> **WORK REQUIRED**:
Please copy the lines from the records below verbatim, starting with the line containing "In this exercise you will locate the hanging" and ending with the line containing "<point>625,107</point>", both included. Give only those lines.

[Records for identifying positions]

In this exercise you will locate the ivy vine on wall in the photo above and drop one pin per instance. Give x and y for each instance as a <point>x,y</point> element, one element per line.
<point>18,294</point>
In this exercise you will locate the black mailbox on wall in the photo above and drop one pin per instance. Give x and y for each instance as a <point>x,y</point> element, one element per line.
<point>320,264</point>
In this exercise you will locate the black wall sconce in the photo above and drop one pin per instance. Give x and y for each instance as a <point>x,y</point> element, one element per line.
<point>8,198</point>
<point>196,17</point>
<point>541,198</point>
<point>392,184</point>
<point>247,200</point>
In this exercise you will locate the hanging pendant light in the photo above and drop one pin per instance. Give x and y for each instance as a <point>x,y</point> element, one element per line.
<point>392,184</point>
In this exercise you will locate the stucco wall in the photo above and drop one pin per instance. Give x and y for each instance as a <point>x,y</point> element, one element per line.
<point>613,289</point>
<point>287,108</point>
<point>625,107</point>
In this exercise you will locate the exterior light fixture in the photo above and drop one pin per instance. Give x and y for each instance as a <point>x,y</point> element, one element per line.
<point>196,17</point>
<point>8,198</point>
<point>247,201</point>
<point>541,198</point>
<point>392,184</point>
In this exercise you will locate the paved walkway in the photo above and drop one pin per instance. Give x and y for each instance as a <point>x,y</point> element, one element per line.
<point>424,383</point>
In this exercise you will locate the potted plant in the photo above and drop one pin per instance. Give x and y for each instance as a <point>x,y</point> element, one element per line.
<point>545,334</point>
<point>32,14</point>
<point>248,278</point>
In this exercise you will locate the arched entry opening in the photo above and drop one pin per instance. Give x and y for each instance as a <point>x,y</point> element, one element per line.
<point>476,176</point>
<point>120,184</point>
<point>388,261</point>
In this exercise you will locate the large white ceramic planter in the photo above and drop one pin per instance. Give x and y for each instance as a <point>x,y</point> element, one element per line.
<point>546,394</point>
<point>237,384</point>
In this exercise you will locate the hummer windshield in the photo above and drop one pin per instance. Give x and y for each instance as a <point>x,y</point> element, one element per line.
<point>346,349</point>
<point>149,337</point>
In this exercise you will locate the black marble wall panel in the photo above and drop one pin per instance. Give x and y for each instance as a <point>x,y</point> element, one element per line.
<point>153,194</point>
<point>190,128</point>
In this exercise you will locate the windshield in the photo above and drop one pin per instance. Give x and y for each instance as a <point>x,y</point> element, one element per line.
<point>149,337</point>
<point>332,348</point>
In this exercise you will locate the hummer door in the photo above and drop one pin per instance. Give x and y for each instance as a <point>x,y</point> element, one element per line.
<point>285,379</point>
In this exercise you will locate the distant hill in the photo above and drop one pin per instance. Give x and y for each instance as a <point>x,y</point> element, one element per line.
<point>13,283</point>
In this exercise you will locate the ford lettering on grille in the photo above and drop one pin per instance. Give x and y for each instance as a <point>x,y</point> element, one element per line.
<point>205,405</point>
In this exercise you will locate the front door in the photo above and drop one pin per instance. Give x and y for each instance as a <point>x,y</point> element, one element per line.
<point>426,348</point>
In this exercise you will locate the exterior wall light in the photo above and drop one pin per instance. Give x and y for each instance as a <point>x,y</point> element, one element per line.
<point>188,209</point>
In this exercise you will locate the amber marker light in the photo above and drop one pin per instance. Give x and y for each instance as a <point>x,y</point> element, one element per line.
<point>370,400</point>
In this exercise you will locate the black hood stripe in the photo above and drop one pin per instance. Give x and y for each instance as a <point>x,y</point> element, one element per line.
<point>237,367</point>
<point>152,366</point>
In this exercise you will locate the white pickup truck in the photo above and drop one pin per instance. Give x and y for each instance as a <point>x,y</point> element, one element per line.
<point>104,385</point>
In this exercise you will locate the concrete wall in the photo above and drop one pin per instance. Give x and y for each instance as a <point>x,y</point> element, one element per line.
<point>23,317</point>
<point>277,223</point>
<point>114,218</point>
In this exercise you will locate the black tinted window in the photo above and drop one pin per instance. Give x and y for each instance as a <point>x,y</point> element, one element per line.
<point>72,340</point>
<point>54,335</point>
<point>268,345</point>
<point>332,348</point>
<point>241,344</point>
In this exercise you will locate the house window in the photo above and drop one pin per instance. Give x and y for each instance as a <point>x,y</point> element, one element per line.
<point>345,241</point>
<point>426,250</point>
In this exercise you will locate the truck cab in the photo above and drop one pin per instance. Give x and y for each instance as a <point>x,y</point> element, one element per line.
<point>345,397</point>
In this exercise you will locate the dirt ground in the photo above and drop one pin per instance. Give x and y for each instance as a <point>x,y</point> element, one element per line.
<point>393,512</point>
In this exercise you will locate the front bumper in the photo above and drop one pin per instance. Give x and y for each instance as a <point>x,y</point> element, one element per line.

> **COMPLETED EXERCISE**:
In this exercise you will locate the hanging pendant light in the photo above and drop one pin per instance. Give x and y for each instance as a <point>x,y</point> element, one element per line.
<point>392,184</point>
In this exercise you will locate the stucco wall in the photo above and drop one pin per instance. Give x and y for each instance as a <point>x,y</point> element, one element per line.
<point>613,289</point>
<point>287,108</point>
<point>625,107</point>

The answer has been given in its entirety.